- PROVIDED ENTRIES

------------------------

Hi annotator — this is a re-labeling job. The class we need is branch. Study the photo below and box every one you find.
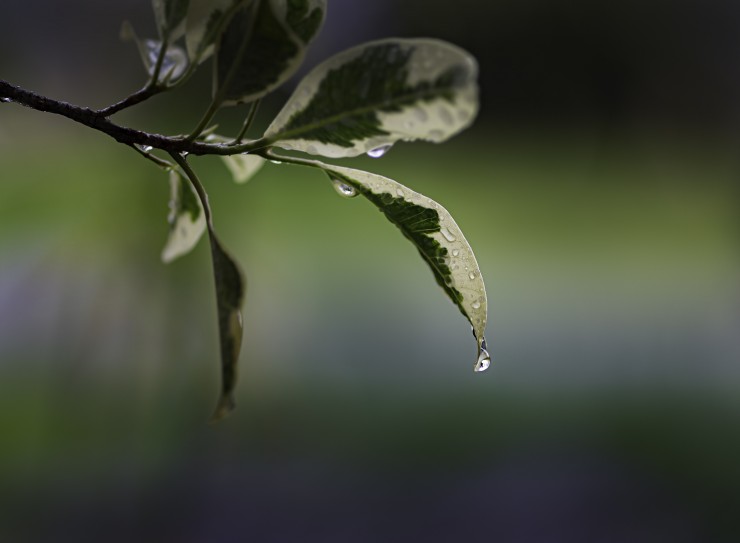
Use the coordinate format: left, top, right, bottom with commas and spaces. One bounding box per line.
0, 79, 268, 155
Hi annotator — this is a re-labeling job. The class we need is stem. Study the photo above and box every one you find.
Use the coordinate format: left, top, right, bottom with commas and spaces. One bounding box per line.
186, 1, 257, 141
130, 144, 173, 170
0, 80, 271, 155
237, 99, 260, 145
170, 153, 213, 228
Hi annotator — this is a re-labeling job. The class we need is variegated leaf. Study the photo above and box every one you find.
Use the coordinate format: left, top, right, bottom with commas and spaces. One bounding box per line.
265, 39, 478, 158
162, 170, 206, 262
185, 0, 253, 63
322, 164, 490, 371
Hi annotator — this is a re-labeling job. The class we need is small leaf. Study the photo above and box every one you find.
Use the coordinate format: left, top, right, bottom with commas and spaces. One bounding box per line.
162, 170, 206, 262
221, 153, 265, 183
265, 39, 478, 158
208, 232, 245, 422
152, 0, 190, 40
214, 0, 326, 105
322, 165, 490, 371
185, 0, 252, 63
205, 134, 265, 183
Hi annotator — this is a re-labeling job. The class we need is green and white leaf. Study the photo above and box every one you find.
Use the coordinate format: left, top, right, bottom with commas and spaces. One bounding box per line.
121, 21, 188, 82
321, 164, 489, 364
152, 0, 190, 41
214, 0, 326, 105
162, 170, 206, 262
208, 232, 246, 422
185, 0, 252, 63
265, 39, 478, 158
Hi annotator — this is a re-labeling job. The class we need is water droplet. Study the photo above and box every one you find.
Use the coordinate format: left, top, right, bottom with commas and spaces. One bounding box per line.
367, 145, 392, 158
474, 338, 491, 373
331, 178, 357, 198
439, 226, 457, 242
437, 106, 455, 126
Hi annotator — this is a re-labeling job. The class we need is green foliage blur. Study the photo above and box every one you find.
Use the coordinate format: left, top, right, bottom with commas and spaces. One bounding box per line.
0, 2, 740, 542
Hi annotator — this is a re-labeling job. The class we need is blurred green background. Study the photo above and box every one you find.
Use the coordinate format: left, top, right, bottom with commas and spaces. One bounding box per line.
0, 0, 740, 542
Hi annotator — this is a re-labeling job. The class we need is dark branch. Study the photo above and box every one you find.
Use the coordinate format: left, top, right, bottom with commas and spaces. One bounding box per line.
0, 80, 264, 155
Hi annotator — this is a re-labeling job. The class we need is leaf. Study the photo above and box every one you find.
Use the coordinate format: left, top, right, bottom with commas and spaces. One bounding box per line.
121, 21, 188, 82
162, 170, 206, 262
152, 0, 190, 40
208, 232, 245, 422
185, 0, 252, 63
319, 163, 490, 371
265, 39, 478, 158
214, 0, 326, 105
221, 153, 265, 183
205, 134, 265, 183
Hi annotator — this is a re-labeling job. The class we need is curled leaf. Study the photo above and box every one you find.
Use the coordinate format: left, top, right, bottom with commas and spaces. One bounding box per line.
208, 232, 245, 422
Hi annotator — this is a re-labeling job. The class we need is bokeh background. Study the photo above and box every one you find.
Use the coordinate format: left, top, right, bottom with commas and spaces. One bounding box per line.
0, 0, 740, 543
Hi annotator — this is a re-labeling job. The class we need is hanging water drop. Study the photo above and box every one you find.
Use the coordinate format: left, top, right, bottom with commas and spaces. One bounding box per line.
474, 338, 491, 373
367, 145, 392, 158
331, 177, 357, 198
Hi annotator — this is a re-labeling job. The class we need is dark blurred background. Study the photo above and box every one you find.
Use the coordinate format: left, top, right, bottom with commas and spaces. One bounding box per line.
0, 0, 740, 543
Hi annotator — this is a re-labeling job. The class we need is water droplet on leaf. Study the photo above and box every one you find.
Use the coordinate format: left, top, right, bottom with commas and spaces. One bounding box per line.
367, 145, 392, 158
331, 178, 357, 198
439, 226, 457, 241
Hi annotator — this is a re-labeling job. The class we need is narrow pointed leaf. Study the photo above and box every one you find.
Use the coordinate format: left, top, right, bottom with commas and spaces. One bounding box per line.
185, 0, 252, 63
162, 170, 206, 262
214, 0, 326, 105
265, 39, 478, 158
152, 0, 190, 40
208, 227, 245, 422
322, 165, 488, 362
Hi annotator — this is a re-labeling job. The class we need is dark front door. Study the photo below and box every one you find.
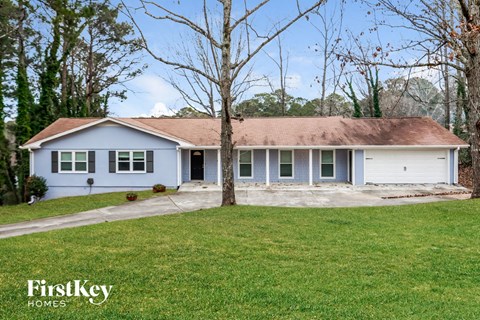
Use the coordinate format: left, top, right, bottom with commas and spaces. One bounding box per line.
190, 150, 204, 180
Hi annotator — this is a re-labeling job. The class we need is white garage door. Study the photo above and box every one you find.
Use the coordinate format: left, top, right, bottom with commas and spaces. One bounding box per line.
365, 150, 448, 183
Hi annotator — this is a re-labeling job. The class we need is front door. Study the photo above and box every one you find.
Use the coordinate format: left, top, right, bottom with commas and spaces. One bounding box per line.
190, 150, 204, 180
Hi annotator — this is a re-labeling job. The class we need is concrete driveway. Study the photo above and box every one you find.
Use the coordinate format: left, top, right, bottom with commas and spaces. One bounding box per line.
0, 183, 470, 238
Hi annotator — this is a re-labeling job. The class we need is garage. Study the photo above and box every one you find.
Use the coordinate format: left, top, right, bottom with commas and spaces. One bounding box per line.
365, 149, 449, 183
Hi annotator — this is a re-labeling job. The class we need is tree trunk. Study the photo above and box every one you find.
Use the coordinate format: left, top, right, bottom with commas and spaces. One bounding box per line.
220, 0, 236, 206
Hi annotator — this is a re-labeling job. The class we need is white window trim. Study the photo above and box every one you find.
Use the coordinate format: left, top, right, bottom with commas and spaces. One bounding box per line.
115, 150, 147, 174
278, 149, 295, 180
58, 150, 88, 174
237, 149, 254, 179
319, 149, 336, 180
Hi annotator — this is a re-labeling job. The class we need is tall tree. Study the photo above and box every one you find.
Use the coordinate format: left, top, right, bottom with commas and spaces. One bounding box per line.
123, 0, 324, 206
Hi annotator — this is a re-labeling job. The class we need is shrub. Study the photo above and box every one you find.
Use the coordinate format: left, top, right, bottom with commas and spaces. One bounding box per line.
152, 183, 167, 192
27, 175, 48, 199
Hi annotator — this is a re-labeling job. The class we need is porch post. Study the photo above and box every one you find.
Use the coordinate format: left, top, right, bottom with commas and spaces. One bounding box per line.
308, 149, 313, 186
177, 148, 182, 187
265, 149, 270, 186
217, 149, 222, 186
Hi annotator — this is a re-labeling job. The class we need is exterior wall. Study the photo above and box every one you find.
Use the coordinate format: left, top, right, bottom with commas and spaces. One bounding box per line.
34, 123, 177, 198
354, 150, 365, 185
307, 149, 348, 183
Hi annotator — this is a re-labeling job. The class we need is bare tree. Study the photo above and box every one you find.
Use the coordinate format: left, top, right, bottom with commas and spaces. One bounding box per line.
122, 0, 325, 206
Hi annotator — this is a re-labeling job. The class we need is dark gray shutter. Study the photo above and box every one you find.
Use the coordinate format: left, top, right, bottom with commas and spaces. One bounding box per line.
52, 151, 58, 173
108, 151, 117, 173
147, 151, 153, 173
88, 151, 95, 173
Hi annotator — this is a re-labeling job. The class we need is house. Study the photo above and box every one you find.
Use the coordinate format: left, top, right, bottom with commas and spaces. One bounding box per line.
23, 117, 468, 198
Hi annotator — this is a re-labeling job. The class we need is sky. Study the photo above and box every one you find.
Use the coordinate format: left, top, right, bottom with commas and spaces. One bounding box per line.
111, 0, 420, 117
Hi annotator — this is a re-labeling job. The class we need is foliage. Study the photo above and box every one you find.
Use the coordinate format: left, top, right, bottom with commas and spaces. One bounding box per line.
27, 175, 48, 199
0, 200, 480, 320
175, 107, 210, 118
0, 189, 175, 224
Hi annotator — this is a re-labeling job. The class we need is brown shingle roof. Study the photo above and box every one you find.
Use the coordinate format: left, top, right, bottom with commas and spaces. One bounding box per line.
23, 117, 466, 147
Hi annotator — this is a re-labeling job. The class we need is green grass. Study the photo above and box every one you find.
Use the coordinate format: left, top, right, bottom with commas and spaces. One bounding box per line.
0, 200, 480, 319
0, 189, 175, 225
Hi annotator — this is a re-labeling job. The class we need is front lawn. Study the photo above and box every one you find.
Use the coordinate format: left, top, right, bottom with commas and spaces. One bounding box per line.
0, 200, 480, 319
0, 189, 175, 224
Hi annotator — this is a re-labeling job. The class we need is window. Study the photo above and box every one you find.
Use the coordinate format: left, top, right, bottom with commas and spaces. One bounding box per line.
279, 150, 293, 178
59, 151, 88, 173
117, 151, 145, 172
320, 150, 335, 179
238, 150, 253, 178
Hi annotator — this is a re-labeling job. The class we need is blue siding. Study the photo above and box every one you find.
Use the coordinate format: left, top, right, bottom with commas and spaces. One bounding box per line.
182, 150, 190, 182
34, 125, 177, 198
355, 150, 365, 185
449, 149, 455, 184
233, 150, 266, 183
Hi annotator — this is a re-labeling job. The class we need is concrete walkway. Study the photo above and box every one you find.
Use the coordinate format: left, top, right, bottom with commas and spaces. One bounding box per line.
0, 183, 469, 238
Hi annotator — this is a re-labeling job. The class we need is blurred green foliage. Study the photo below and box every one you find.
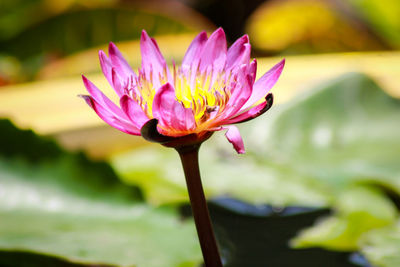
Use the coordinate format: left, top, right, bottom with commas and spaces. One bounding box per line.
112, 74, 400, 267
0, 120, 201, 267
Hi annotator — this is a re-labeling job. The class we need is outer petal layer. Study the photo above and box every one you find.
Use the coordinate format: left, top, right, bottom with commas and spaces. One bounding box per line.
224, 125, 245, 154
182, 31, 207, 71
82, 75, 127, 119
120, 95, 149, 129
241, 59, 285, 111
153, 83, 196, 136
199, 28, 226, 72
226, 35, 251, 70
81, 95, 140, 135
108, 43, 136, 80
224, 94, 273, 124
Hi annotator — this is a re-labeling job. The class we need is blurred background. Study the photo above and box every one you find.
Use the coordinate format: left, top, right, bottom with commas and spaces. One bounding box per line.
0, 0, 400, 267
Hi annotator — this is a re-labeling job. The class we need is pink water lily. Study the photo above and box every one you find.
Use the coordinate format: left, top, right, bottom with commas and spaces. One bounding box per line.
82, 28, 285, 153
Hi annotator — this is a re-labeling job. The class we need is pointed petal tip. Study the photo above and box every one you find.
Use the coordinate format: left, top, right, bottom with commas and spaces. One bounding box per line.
78, 94, 93, 108
209, 27, 226, 39
81, 74, 89, 85
224, 125, 246, 154
99, 50, 107, 60
140, 30, 150, 41
278, 58, 286, 68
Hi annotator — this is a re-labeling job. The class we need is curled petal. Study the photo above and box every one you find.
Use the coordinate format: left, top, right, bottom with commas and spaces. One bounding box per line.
226, 34, 251, 69
224, 125, 245, 154
247, 59, 257, 85
111, 68, 125, 97
221, 70, 252, 120
225, 94, 274, 124
80, 95, 140, 135
241, 59, 285, 111
140, 30, 172, 88
108, 43, 136, 79
99, 50, 112, 86
199, 28, 226, 72
82, 75, 127, 119
120, 95, 149, 129
153, 83, 196, 136
182, 31, 207, 70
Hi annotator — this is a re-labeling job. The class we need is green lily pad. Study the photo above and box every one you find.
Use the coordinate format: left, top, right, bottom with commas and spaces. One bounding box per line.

------------------------

- WHAT IS REQUIRED
Format the items starting at the line that contains "need is pink" and ending at the line that contains "182, 31, 207, 70" as a two-column CSV with the columns item and answer. Use one row per item, and put each field in quotation marks with its line breaks replaced by spaces.

- SOLUTION
item,answer
"Hi annotator — this is a re-labeling job. The class we need is pink water lily. Study the photo above and box every one you find. Use the coordinate format: left, top, right, bottom with commas and spaces. One bounding box per line.","82, 28, 285, 153"
"Hi annotator — this is a re-labeling job. The class we need is pointed petal tip. Study the photo above and box every one you find. Use the coordinate format: left, top, right, bottom with commas and spaces. One bounding box per line.","78, 94, 93, 108 209, 27, 226, 39 81, 74, 89, 85 224, 125, 246, 154 99, 50, 107, 60 140, 30, 150, 41 278, 58, 286, 68"
"Hi annotator — this is a re-labeling job. The class we need is curled petal. Study the photo above and box every one you find. Use the coordinate format: left, top, right, bottom with commas and spaces. One bounding box per line.","226, 34, 251, 69 224, 125, 245, 154 247, 59, 257, 85 111, 68, 125, 97 221, 70, 252, 120 225, 94, 274, 124 80, 95, 140, 135 241, 59, 285, 111 140, 30, 172, 88 108, 43, 136, 79 99, 50, 112, 86 199, 28, 226, 72 82, 75, 127, 119 120, 95, 149, 129 153, 83, 196, 136 182, 31, 207, 70"